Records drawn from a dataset
== Segment start ==
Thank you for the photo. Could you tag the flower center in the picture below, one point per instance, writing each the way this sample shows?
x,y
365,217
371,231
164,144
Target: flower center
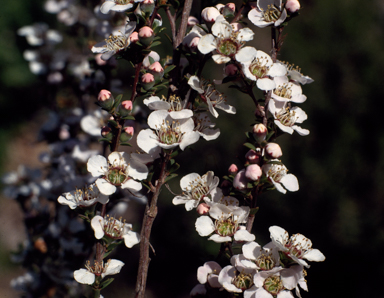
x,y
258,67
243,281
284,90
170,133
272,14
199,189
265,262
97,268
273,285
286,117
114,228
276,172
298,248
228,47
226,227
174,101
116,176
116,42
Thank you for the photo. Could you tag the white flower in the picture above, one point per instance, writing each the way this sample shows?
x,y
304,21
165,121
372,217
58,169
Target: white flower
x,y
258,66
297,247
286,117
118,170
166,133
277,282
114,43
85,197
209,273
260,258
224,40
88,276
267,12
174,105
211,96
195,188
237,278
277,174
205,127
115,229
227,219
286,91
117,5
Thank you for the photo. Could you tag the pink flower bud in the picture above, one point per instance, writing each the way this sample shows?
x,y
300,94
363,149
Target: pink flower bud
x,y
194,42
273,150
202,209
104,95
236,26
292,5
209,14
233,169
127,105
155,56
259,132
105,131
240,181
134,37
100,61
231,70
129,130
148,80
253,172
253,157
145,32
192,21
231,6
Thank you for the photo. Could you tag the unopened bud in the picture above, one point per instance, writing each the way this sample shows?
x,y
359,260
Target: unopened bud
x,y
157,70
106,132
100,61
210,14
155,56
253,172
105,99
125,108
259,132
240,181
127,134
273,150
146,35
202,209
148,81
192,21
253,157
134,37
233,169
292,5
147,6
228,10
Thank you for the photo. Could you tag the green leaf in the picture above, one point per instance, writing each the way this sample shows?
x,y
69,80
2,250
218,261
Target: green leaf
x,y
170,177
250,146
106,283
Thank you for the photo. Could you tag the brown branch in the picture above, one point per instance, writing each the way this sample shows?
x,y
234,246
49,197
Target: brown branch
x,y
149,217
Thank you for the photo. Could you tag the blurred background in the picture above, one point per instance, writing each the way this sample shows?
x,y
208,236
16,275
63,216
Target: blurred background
== Segment end ==
== Segment start ==
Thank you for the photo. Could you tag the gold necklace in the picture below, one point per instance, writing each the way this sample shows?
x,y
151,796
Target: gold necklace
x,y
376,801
== Segment end ==
== Segment start ==
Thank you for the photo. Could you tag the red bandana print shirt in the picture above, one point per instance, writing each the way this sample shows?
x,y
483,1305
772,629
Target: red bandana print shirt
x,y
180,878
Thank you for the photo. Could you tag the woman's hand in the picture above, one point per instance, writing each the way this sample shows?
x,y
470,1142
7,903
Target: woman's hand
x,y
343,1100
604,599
== Segment end ==
# [TASK TO CARRY OUT]
Would you please repeat exactly the lines above, starting at the line with "Thank you for the photo. Could you tag the green" and stopping at the line with "Target: blurred background", both included?

# [ANSWER SECTION]
Thank you for the photo. Could you tag the green leaf in the picture above, one point per instance, writing each the way this sample shows?
x,y
69,80
2,250
218,261
Target: green leaf
x,y
170,177
250,146
106,283
Thank you for the photo. Could you tag the brown branch in the picture above, one point per instance, writing each the way this sample shows?
x,y
234,246
49,197
Target: brown branch
x,y
149,217
Thank you for the photo. Could you tag the blurred background in the picture above, one point per instance, writing each the way this sample shows?
x,y
208,236
16,275
63,216
Target: blurred background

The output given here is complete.